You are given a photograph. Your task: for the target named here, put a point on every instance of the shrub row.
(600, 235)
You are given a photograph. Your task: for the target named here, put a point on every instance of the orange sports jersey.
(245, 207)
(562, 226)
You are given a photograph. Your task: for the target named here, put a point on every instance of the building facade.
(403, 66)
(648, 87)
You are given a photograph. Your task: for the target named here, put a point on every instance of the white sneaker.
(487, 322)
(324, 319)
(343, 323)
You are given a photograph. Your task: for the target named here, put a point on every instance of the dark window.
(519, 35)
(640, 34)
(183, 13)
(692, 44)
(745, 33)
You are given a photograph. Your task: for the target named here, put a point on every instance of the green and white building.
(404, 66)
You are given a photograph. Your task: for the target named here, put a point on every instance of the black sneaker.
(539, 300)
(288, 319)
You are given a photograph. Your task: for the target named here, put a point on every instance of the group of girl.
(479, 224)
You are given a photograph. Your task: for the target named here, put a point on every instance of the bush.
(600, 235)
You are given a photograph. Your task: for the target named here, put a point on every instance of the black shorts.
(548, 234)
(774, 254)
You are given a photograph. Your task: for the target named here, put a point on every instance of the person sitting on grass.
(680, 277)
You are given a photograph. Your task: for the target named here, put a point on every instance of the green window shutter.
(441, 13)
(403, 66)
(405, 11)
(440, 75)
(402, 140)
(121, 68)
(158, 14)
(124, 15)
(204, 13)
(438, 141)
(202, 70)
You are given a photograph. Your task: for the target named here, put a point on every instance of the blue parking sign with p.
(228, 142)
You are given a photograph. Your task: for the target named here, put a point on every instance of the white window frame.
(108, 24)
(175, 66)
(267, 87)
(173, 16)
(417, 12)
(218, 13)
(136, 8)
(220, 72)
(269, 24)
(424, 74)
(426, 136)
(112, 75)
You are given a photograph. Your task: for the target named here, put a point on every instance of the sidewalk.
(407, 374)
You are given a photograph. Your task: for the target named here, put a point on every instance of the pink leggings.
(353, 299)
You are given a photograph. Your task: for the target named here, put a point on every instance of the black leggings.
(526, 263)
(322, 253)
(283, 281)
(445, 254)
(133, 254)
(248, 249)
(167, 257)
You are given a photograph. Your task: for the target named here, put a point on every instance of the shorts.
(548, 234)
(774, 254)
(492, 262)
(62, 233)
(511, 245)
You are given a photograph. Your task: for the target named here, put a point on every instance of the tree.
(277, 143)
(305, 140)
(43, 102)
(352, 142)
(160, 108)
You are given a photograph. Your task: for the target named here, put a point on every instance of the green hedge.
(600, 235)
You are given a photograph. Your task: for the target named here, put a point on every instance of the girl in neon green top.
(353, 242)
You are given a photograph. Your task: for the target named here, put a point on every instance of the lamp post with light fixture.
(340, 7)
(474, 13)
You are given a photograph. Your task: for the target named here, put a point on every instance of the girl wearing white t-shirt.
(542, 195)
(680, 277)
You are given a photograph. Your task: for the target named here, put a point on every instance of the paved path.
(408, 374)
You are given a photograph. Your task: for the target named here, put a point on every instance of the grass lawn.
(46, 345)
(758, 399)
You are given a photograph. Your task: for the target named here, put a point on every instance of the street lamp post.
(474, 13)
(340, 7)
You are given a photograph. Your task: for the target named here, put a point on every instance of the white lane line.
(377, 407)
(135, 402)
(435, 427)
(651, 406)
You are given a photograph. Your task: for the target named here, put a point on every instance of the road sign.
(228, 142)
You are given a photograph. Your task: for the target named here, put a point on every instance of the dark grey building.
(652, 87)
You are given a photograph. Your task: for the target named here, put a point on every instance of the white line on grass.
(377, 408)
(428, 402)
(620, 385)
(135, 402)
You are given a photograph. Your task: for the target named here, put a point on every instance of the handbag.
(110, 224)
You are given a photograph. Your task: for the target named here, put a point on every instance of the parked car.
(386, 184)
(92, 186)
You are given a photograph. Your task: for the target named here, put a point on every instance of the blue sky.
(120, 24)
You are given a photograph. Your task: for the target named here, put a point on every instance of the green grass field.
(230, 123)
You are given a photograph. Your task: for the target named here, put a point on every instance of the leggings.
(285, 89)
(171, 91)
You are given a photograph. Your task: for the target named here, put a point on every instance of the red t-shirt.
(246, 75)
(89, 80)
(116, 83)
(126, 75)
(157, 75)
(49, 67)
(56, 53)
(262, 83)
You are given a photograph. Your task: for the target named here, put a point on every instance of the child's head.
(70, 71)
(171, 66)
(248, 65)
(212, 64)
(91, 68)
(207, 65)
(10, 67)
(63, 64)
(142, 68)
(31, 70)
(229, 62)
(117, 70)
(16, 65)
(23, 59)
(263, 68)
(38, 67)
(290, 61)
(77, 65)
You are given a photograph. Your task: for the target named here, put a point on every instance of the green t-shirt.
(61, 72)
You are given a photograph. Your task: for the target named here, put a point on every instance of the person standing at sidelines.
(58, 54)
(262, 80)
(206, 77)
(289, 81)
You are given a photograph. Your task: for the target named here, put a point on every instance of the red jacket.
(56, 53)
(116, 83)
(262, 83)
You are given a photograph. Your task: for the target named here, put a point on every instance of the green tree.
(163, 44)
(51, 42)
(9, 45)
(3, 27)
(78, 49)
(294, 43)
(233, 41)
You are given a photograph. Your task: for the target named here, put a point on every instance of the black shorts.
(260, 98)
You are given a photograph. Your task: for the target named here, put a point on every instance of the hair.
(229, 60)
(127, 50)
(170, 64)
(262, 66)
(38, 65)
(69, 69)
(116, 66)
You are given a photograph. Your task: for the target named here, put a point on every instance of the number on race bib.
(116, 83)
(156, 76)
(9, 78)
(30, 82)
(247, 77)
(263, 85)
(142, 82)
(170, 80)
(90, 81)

REQUIREMENT - Recast the items from the line containing "on race bib." through the end of the items, inclusive, as a two-column CSV with the header text,answer and one row per item. Put each item's text and its answer in one quoted field, replacing any line breaks with spaces.

OUTPUT FOR THIS TASK -
text,answer
"You are given a photograph. Your task: for the target named here, put a point on every instance of the number on race bib.","(116, 83) (156, 76) (9, 78) (30, 82) (247, 77) (263, 85) (142, 82) (170, 80) (90, 81)"